--- To-do list ---
1 - Do these statements agree with the article about Stewart Peay? Answer yes or no for each, quoting the deciding words: (a) Sen. Mitt Romney endorsed Peay. (b) Peay is one of six Republicans who qualified for the primary. (c) Peay spoke with the Deseret News editorial board on Wednesday.
2 - Can you echo the article about Stewart Peay word for word, starting at the words "Military veteran Stewart" and stopping after "forward, he says."?

--- Passage provided ---
Editor’s note: This is the first of a series of articles looking at the Republican candidates for Utah’s open 3rd Congressional District seat.

Military veteran Stewart Peay has a practical political philosophy he wants to bring to Utah’s crowded 3rd Congressional District race. Lawmakers, just like service members, are there to do a job so important they can’t let partisan obstructionism get in the way of moving the mission forward, he says.

As one of five Republicans to qualify for the June 25 primary election for the open House seat, Peay, who was endorsed by Sen. Mitt Romney last week, is trying to differentiate himself with his stance on Ukraine and his approach to public service.

“The Republican Party in the United States Congress has kind of come to a crossroads,” Peay said in an interview with the Deseret News editorial board on Wednesday. “There’s a chaos caucus,” he said, “who wants to spend a lot of time pounding their fists and accomplishing very little.” And then there’s a “second path ... taking small wins, moving our economy forward, moving our national defense forward, moving our immigration forward.”

--- Provided data ---
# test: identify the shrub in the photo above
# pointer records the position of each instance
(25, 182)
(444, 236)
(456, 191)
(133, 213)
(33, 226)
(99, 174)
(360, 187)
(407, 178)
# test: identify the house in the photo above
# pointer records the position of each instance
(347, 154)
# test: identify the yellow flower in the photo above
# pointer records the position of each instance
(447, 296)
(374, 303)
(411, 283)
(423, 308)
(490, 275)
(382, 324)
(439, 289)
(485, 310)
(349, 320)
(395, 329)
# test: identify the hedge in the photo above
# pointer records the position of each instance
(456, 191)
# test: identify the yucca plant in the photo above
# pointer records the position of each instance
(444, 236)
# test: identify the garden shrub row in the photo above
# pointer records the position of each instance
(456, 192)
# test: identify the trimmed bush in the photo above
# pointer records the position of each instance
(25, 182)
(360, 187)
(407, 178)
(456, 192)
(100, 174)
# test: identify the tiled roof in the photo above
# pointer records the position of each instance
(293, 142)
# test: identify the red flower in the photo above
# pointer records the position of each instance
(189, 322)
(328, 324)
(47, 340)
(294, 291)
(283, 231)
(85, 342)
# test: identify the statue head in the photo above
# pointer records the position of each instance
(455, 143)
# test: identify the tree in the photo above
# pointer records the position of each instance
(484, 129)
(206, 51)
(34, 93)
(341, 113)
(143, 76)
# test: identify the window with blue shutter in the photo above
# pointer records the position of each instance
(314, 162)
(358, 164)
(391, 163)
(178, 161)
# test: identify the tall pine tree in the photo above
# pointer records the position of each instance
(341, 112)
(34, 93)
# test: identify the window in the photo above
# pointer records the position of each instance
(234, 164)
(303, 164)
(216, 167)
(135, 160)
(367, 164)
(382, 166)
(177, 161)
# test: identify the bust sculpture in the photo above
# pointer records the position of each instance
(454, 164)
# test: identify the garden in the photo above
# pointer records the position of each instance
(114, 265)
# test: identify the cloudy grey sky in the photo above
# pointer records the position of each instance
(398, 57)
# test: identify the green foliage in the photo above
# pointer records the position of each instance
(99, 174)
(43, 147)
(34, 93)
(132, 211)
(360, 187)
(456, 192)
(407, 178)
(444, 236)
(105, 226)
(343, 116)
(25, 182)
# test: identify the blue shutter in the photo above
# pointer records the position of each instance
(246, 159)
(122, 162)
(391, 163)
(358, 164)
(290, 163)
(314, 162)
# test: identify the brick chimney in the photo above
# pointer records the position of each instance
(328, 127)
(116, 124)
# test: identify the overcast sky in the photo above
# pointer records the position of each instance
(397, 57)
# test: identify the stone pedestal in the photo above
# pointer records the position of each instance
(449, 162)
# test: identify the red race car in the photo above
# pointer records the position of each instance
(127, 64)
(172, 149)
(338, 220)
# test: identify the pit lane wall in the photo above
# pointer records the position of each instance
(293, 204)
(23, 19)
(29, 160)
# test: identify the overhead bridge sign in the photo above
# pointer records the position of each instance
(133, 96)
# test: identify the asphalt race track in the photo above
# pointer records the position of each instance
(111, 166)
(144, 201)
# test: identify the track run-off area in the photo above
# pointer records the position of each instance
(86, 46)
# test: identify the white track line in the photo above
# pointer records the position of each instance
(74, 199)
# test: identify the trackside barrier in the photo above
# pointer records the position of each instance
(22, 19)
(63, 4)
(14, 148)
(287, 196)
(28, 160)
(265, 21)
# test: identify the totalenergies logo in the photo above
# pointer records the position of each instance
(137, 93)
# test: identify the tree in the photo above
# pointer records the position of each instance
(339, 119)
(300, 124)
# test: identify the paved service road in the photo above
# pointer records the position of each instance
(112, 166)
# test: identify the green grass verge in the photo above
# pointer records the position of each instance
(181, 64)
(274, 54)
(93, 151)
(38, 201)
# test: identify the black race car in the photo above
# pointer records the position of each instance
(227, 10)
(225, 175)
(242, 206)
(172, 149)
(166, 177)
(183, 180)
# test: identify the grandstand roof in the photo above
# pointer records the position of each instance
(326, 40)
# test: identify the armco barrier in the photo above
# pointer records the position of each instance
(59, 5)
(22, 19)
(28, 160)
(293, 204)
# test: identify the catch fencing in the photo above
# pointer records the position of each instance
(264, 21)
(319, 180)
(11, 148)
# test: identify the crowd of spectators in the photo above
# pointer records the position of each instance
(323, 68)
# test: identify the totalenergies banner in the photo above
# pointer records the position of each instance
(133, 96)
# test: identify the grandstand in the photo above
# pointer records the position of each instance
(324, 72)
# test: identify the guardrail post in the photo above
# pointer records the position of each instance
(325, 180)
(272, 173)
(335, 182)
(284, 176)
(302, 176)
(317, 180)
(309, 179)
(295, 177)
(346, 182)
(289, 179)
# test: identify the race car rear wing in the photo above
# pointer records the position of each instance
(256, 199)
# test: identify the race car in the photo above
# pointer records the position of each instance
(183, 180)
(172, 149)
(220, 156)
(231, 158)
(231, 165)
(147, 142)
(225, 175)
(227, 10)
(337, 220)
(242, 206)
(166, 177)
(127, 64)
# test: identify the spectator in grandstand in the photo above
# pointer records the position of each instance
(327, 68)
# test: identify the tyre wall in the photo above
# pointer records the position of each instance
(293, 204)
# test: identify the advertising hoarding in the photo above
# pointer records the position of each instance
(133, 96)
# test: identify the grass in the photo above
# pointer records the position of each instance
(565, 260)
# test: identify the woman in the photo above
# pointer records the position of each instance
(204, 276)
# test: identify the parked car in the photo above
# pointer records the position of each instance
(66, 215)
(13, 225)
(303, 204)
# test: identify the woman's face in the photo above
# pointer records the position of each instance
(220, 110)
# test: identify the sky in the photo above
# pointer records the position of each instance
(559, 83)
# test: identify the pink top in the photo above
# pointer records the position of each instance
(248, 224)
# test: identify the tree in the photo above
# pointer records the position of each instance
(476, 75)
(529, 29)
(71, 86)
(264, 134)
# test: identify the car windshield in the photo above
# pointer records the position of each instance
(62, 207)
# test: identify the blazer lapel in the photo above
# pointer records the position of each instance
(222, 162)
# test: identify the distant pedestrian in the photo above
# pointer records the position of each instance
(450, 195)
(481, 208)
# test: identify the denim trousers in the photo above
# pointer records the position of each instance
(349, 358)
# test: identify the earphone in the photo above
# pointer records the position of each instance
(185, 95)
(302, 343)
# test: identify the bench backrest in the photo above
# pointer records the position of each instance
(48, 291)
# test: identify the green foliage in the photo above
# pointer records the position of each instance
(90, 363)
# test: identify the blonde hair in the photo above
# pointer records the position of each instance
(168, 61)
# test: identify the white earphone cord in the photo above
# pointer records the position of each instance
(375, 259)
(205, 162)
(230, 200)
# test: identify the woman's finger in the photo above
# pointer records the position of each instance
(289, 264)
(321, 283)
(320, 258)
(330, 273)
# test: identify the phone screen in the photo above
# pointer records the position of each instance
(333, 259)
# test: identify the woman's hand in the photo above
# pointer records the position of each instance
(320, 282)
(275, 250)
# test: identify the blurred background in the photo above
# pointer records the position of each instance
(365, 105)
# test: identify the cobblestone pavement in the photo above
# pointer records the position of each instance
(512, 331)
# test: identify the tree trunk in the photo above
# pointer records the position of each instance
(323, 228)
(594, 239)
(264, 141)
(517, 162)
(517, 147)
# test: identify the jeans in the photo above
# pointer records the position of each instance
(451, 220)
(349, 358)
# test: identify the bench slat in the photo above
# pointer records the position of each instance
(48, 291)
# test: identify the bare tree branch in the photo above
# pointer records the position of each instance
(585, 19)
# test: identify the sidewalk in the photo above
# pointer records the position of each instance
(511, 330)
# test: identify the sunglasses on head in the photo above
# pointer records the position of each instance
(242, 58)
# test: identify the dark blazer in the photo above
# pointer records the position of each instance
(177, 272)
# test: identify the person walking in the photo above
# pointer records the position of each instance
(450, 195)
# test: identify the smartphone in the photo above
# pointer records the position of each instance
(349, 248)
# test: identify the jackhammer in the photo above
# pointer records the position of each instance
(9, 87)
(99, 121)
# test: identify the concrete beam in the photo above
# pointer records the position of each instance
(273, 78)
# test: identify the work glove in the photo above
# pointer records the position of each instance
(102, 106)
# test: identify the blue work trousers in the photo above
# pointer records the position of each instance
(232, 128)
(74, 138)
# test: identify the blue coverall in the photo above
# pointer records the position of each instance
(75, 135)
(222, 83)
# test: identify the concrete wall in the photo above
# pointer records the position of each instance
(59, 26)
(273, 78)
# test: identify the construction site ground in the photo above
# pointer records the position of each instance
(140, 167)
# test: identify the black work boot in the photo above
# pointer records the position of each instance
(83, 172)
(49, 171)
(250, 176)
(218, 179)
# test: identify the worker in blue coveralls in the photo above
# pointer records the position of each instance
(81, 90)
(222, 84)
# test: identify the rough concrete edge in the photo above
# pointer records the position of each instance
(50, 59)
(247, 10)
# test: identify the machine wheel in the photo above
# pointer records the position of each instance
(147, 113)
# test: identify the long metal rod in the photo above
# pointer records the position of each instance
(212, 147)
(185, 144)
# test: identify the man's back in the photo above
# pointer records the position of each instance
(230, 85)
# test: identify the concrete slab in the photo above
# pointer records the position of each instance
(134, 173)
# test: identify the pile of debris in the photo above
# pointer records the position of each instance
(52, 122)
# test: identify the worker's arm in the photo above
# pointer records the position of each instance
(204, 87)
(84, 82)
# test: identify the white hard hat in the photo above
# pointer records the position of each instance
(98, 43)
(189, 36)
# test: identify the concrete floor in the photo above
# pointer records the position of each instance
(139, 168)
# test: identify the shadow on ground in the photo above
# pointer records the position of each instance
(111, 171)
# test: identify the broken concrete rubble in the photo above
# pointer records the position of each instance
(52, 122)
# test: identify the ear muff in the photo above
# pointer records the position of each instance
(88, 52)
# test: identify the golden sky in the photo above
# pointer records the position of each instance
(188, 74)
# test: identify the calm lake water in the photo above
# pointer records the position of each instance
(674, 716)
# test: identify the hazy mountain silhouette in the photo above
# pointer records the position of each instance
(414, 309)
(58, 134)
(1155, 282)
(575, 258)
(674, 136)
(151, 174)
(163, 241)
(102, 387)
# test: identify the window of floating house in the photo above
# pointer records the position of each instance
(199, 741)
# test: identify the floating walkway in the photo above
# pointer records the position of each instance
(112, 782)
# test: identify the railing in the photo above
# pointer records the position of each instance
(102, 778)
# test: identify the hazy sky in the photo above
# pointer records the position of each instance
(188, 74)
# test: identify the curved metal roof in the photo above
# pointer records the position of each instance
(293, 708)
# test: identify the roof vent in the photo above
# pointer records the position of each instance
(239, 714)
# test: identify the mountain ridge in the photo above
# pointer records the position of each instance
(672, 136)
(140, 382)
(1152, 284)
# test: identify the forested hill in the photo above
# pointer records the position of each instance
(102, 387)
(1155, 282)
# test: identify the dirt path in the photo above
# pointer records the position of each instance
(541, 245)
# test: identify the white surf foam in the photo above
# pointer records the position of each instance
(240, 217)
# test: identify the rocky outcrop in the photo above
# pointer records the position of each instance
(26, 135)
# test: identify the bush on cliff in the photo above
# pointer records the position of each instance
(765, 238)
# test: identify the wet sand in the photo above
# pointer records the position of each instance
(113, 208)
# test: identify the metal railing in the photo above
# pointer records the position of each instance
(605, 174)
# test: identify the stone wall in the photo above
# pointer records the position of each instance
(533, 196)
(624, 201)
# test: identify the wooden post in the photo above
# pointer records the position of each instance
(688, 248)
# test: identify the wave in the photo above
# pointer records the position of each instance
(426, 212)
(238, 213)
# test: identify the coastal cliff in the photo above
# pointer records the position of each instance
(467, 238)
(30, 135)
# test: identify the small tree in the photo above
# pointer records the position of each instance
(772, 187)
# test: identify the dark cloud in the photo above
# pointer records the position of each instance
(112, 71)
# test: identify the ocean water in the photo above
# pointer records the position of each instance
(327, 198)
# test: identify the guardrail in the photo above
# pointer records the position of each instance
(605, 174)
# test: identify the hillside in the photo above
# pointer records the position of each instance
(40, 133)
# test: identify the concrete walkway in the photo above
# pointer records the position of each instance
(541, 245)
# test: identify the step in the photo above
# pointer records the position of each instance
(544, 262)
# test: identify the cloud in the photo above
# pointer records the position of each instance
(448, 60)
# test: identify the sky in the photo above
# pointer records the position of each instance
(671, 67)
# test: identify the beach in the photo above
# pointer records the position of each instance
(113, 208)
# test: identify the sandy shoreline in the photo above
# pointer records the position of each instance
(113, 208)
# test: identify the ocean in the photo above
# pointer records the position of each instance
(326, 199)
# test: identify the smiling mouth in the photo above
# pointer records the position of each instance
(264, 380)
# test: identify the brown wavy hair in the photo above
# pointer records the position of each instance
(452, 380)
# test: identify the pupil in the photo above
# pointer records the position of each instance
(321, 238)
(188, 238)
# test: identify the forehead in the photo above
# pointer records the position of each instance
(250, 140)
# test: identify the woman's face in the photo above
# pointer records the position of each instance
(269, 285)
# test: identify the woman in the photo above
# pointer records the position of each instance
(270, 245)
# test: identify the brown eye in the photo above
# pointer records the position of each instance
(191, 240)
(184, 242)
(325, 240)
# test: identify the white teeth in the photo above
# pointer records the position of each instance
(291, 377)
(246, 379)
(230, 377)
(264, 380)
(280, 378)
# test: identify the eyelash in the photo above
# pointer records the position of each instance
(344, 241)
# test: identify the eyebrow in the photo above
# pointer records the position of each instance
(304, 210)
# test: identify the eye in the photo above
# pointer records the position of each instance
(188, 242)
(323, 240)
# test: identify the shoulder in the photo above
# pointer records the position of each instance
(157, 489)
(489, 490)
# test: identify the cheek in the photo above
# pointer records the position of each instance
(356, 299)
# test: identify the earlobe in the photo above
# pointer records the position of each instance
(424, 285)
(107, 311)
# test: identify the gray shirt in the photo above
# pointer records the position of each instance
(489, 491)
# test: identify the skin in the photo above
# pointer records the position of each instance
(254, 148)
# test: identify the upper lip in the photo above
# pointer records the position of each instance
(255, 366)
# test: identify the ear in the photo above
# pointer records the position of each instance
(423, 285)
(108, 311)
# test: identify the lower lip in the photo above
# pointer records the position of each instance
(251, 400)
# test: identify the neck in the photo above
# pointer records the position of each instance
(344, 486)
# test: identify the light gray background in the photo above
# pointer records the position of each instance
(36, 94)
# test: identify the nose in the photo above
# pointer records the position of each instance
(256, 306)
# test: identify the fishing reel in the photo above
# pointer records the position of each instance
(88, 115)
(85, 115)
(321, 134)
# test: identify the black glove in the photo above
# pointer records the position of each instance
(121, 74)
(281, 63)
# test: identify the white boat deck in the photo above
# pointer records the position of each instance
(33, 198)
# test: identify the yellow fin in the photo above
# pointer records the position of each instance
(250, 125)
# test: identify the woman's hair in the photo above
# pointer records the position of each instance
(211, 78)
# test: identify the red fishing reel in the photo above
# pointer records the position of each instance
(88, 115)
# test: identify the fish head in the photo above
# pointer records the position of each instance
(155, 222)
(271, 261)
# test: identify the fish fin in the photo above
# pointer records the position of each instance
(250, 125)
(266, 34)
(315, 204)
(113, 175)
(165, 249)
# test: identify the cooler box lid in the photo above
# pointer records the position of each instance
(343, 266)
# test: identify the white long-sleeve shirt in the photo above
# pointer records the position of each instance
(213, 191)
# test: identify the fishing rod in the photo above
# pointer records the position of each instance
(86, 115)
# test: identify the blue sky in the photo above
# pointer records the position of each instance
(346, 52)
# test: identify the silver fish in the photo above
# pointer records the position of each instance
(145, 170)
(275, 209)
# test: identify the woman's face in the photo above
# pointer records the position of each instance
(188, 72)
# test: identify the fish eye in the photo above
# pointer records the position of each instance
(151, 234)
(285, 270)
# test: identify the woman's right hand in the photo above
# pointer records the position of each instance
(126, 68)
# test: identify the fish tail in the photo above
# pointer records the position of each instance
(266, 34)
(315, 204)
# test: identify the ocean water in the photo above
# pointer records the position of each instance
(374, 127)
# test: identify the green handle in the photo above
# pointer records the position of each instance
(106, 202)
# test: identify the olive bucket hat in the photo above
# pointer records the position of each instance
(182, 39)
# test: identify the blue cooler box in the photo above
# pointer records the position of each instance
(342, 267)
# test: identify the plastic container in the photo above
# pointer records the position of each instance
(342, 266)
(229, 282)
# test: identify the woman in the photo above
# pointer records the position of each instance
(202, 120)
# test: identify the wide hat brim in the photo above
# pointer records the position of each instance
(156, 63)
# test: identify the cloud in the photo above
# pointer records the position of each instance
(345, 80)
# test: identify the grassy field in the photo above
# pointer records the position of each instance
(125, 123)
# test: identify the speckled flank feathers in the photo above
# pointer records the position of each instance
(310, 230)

--- Solutions ---
1 -
(a) Yes: "who was endorsed by Sen. Mitt Romney last week"
(b) No: "As one of five Republicans to qualify for the June 25 primary election"
(c) Yes: "in an interview with the Deseret News editorial board on Wednesday"

2 -
Military veteran Stewart Peay has a practical political philosophy he wants to bring to Utah’s crowded 3rd Congressional District race. Lawmakers, just like service members, are there to do a job so important they can’t let partisan obstructionism get in the way of moving the mission forward, he says.